• Exercise objective
A word-for-word transcription of all the data is required.

------------------------------------

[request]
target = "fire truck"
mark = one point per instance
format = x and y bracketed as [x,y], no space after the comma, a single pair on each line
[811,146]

------------------------------------

• Exercise output
[request]
target = "fire truck"
mark = one point per instance
format = x and y bracketed as [x,y], no space after the comma, a single pair on each line
[811,146]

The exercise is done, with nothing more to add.